[Text segment]:
◇ ◇ ◇ ◇ ◇

Ikinagalak ni Dave ang mataas na grade na nakuha niya sa PE.
Madaling iluto ang itlog.

On the other hand, gerunds are formed differently. There are two types: completed gerund and aspectless gerund. In contrast to the basic verbal forms, gerunds use affixes such as pag- or  pagka- and may also require syllabic duplication, depending on which aspect is desired.

Aspectless gerunds:

Paghihintay sa kanyang grade ang ikinababaliw ni Dave.
Pagpapadala ng sulat sa kanyang nanay ang lingguhang gawain ni Dave.
Pagsasalita nang mabagal ang kahinaan ni Dave.
Pagluluto ng itlog ang tanging alam ni Dave na gawin sa kusina.

Completed ("perfected") gerunds:

Ikinabaliw ni Dave ang pagkakapaghintay sa kanyang mga grade.
Ang pagkakapagpadala ng sulat ni Dave ang nagpakalma sa kanyang nanay.

◇ ◇ ◇ ◇ ◇

[Data lines]:
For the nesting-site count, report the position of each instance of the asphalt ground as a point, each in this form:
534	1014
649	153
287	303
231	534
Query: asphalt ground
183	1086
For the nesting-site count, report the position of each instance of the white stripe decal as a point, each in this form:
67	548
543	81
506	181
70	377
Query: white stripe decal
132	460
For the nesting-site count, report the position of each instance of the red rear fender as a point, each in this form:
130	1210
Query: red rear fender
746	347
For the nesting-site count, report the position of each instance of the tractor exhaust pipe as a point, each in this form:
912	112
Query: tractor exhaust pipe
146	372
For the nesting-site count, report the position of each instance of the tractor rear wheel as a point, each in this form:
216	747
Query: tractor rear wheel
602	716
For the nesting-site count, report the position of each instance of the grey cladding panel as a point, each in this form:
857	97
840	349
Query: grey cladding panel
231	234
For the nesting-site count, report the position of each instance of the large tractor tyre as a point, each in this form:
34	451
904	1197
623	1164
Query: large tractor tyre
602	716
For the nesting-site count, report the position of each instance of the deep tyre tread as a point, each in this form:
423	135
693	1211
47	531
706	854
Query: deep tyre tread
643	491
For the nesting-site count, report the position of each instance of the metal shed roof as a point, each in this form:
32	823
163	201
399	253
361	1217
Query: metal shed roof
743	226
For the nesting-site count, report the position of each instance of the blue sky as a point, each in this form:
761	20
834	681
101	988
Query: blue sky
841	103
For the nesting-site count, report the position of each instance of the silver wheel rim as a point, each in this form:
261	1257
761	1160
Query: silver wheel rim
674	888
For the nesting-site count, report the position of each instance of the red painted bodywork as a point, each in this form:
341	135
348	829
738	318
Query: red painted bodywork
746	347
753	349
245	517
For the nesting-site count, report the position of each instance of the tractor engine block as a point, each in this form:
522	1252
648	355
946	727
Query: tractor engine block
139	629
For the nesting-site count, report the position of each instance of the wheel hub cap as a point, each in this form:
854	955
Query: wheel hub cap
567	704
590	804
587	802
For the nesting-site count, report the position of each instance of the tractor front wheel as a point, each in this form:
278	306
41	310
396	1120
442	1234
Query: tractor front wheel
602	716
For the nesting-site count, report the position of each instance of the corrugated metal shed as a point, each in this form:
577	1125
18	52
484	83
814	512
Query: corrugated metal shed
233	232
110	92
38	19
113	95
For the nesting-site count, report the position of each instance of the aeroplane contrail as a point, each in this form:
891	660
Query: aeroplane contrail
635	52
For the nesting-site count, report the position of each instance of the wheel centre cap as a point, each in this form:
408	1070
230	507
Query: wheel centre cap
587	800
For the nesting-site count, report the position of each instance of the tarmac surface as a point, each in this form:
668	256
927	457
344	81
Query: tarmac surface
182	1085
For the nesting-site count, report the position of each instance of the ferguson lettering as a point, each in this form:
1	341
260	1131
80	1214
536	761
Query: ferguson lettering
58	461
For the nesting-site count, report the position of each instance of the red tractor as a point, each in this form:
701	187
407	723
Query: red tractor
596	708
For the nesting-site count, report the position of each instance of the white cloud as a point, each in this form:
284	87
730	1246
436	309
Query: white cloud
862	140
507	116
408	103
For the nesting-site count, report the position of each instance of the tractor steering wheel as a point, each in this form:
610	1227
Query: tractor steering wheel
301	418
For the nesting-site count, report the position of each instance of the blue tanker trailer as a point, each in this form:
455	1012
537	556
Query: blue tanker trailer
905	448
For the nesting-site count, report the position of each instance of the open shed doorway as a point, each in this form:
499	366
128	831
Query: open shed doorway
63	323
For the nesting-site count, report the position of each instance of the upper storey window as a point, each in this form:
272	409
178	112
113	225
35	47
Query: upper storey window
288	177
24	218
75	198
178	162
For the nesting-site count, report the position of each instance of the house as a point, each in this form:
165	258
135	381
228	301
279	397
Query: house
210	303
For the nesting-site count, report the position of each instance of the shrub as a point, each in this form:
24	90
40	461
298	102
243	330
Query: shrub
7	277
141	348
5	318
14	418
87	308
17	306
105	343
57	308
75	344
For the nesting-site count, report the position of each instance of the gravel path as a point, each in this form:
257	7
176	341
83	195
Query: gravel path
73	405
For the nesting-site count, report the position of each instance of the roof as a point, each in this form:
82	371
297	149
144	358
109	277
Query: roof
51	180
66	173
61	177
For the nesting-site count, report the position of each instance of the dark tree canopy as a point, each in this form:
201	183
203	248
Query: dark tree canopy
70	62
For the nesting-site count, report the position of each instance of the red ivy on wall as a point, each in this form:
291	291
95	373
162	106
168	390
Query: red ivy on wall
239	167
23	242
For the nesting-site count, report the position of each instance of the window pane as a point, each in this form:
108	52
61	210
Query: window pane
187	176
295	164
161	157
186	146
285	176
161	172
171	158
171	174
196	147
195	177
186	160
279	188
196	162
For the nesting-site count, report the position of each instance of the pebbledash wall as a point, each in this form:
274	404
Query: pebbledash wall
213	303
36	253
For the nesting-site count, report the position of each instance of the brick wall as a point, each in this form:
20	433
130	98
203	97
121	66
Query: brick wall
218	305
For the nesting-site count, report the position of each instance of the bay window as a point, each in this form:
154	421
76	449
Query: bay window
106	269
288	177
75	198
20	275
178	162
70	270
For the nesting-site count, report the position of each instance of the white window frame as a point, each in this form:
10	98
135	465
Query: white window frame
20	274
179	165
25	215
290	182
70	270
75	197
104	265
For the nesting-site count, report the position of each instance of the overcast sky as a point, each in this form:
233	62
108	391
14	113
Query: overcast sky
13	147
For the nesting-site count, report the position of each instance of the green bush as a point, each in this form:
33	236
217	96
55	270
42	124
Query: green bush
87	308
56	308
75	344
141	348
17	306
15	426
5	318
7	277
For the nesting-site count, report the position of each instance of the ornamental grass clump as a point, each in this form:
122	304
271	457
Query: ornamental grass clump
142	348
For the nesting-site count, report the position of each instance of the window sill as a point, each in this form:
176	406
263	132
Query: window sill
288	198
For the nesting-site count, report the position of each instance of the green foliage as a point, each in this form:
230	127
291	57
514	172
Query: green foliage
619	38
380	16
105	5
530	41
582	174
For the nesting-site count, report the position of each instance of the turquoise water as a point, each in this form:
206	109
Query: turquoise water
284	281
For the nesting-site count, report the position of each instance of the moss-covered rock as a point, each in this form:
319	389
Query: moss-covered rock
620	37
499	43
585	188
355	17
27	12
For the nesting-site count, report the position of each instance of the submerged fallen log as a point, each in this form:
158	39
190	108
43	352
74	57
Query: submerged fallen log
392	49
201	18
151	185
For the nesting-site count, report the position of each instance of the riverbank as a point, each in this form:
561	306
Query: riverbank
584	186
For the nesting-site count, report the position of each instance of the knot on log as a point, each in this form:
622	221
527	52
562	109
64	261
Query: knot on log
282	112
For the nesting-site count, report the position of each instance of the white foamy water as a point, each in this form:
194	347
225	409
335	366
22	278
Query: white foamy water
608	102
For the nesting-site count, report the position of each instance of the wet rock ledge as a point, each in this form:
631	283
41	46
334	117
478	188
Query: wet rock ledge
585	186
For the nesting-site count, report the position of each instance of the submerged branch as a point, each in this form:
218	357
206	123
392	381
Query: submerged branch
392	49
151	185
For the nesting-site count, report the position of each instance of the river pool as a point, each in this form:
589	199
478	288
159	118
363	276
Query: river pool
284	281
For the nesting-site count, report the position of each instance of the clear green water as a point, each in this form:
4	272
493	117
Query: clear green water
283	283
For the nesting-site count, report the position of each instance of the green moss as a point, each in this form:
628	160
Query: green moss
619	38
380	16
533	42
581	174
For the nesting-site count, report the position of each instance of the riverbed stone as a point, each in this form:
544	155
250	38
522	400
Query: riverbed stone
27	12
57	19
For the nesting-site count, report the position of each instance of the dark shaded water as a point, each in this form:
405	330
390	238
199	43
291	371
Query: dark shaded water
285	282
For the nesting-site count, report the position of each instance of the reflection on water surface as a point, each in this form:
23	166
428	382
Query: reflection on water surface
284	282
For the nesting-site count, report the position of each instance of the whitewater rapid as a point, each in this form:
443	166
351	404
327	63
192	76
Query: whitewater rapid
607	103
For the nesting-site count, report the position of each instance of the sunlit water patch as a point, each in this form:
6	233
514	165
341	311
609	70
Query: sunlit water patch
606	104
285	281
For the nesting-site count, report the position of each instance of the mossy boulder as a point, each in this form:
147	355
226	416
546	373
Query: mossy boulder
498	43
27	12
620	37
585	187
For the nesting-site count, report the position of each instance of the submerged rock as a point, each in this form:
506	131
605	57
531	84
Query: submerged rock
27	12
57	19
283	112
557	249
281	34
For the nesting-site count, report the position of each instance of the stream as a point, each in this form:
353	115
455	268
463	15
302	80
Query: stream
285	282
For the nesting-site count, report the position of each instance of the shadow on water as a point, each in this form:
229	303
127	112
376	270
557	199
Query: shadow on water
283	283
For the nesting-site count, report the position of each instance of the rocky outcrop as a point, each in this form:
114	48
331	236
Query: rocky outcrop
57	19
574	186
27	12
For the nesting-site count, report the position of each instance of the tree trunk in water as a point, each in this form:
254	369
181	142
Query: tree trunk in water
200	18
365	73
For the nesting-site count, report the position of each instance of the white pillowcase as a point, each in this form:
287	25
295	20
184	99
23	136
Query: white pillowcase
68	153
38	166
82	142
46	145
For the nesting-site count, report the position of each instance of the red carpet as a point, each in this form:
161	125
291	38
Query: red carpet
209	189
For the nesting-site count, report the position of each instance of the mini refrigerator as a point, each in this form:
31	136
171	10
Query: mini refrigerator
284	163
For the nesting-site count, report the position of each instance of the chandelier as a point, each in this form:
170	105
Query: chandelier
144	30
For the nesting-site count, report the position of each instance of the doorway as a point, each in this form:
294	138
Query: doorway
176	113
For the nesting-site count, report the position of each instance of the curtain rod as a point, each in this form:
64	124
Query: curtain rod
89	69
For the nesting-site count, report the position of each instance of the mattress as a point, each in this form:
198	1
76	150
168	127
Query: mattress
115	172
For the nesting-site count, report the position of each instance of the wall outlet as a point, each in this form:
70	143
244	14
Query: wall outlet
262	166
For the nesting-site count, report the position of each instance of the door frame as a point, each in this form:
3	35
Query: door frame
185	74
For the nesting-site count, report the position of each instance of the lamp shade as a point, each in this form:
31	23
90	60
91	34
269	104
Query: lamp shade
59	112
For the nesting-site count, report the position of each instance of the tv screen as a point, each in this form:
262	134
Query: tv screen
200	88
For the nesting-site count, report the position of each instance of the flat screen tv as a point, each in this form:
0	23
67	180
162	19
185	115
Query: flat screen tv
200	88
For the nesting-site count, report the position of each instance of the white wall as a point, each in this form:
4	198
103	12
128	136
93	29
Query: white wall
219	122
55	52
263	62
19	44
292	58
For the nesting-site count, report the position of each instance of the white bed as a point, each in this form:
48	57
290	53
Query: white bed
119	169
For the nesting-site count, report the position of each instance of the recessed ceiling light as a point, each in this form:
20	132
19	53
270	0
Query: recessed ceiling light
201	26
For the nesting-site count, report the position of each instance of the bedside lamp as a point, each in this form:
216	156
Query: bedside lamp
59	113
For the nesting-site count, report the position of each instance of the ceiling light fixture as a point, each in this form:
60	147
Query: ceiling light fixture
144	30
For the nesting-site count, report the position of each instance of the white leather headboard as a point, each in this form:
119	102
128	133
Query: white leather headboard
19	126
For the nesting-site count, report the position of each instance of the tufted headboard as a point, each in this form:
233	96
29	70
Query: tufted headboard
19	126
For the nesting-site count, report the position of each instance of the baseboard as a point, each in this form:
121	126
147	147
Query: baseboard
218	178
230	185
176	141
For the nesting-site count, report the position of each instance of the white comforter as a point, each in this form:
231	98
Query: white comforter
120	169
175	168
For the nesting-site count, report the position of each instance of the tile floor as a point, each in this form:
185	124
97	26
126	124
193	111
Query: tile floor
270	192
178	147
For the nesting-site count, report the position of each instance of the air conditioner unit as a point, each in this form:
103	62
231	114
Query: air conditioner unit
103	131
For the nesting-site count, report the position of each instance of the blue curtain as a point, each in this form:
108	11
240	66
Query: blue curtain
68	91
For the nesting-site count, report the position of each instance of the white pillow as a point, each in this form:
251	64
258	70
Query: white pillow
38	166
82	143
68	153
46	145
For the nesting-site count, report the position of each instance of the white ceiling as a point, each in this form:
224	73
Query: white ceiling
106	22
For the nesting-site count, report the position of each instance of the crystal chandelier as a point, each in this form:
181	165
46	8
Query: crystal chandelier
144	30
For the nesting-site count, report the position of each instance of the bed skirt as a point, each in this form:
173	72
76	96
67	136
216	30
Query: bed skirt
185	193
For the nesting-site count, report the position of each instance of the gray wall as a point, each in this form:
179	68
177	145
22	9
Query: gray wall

◇ ◇ ◇ ◇ ◇

[Problems to work on]:
a) List the gerund that opens each example sentence under "Aspectless gerunds:" in the text on Tagalog gerunds.
b) Extend the text on Tagalog gerunds, beginning right after its last example sentence.

[Outputs in order]:
a) Paghihintay, Pagpapadala, Pagsasalita, Pagluluto

b)
Pinagalitan si Dave dahil sa kanyang pagkakapagsalita nang napakabagal.
Hindi tama ang pagkakapagluto ni Dave ng itlog.

Remember that although the preceding sentences are good for grammar exercises, most of them do not sound colloquial at all (which is not necessarily a bad thing).


----------



## Change1031

Thanks

I'll note down your explanation, but it seems like these are something in Advance Tagalog category, rather than Beginning Tagalog lol.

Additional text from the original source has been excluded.